◆ Study text ◆
Winter approaches.
I can feel the darkness start to creep in
i can feel the weight
the emptiness
the cold.
Winter leaves me with a flat line drawn through my life and my world. The personal struggles of bleak, hopeless days followed by long stretches of night, night that continues indefinitely. Until one day in the distance, a bird might appear in the yard, the discovery that the dry- brown grass is exposed to the air once again, the sun might peek out from behind the dense overcast of winter.
And then it becomes spring.
I yawn and stretch, finally, the heat of the sun on my skin. The colors in the trees and buds explode in the darkness. The air becomes warmer, my breath-lighter, my shoulders – taller. 
I refused to go there again. The cycle just spirals into darkness, heaviness, endless weight.

◆ Task requirements ◆
In the winter piece, what does the speaker say winter leaves them with? The data comes from a different source than the winter piece.

◆ Excerpted records ◆
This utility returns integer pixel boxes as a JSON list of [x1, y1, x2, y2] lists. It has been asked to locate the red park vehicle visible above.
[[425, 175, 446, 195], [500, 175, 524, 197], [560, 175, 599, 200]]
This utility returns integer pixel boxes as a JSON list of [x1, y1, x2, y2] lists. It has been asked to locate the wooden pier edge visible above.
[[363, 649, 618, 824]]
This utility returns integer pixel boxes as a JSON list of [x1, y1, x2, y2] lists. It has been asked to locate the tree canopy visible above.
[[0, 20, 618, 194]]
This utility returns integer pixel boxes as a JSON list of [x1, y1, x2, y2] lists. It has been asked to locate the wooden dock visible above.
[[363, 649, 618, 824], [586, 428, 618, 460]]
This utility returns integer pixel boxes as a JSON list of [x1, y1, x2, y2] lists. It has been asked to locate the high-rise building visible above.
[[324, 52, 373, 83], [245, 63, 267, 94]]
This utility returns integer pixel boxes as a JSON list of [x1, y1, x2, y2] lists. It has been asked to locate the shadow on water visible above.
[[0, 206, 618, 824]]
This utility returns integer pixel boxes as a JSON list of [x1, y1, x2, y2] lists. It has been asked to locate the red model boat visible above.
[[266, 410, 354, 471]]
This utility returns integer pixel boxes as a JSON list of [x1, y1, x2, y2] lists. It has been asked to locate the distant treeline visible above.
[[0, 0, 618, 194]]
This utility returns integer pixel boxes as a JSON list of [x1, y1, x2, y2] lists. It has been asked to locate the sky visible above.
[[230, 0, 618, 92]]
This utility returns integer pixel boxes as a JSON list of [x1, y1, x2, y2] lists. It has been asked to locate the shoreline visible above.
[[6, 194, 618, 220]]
--
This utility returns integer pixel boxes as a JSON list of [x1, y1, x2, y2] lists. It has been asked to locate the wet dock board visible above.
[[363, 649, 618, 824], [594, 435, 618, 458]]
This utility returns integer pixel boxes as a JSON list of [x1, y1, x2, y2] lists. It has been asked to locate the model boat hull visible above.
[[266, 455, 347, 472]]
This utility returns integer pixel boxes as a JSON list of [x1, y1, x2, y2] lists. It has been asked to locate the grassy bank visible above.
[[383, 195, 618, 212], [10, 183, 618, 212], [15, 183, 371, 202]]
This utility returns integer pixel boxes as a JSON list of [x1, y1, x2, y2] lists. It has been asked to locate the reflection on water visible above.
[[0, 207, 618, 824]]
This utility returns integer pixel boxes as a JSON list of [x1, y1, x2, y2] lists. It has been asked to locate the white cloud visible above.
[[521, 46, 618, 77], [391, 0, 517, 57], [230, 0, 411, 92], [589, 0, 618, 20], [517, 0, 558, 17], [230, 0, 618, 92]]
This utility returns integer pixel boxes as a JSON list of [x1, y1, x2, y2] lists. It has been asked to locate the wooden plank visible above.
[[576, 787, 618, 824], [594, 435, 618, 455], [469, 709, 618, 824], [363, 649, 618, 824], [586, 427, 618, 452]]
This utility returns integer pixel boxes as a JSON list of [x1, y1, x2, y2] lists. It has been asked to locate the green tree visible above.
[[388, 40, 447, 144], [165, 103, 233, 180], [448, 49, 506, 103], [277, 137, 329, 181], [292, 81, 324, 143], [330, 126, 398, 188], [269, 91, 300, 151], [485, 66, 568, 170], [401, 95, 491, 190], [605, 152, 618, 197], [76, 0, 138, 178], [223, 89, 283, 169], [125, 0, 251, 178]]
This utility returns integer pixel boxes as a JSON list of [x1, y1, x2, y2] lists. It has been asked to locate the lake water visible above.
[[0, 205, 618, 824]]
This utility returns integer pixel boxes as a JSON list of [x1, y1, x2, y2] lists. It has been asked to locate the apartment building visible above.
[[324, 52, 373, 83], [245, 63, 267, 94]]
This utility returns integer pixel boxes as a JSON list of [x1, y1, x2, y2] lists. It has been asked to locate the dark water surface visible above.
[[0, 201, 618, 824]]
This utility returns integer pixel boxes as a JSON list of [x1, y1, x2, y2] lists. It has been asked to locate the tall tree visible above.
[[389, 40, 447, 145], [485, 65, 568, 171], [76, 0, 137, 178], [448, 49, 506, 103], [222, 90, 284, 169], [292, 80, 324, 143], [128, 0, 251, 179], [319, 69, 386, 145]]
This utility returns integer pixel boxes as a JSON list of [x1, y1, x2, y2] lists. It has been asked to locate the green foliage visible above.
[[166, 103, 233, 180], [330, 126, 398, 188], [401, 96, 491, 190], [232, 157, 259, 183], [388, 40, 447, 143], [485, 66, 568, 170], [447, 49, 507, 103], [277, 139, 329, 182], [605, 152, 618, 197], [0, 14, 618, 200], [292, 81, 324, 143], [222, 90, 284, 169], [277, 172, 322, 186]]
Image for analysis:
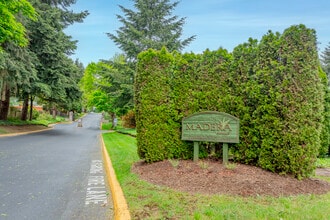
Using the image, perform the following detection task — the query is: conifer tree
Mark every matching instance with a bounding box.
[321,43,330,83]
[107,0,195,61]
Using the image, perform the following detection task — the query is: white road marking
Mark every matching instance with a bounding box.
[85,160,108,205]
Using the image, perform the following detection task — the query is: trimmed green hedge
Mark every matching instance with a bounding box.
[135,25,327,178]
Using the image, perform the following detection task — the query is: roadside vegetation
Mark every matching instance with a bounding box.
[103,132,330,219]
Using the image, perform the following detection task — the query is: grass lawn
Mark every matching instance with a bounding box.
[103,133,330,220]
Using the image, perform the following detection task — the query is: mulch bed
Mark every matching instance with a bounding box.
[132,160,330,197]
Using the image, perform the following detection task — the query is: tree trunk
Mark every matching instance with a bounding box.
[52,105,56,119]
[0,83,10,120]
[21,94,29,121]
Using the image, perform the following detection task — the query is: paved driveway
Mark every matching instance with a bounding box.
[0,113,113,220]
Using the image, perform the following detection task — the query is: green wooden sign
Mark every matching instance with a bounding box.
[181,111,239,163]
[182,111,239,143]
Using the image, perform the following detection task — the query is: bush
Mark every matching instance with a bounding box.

◆ Exercise response ◆
A flat line drawn through the speaker's life and world.